───── MATERIAL TO PROCESS ─────

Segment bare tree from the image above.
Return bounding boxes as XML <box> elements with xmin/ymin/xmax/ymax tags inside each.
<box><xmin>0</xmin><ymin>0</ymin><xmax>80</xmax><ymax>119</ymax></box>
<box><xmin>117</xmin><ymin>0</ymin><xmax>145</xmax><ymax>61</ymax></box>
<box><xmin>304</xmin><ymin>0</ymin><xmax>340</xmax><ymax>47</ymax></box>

─────

**WORK REQUIRED**
Reproduce all of the data above, replacing "bare tree" with "leafless tree" and leaving everything else as it is.

**RESULT OF THIS TASK**
Segment leafless tree from the image above.
Return bounding boxes as XML <box> elements with xmin/ymin/xmax/ymax tags inside each.
<box><xmin>0</xmin><ymin>0</ymin><xmax>80</xmax><ymax>119</ymax></box>
<box><xmin>117</xmin><ymin>0</ymin><xmax>145</xmax><ymax>61</ymax></box>
<box><xmin>304</xmin><ymin>0</ymin><xmax>340</xmax><ymax>47</ymax></box>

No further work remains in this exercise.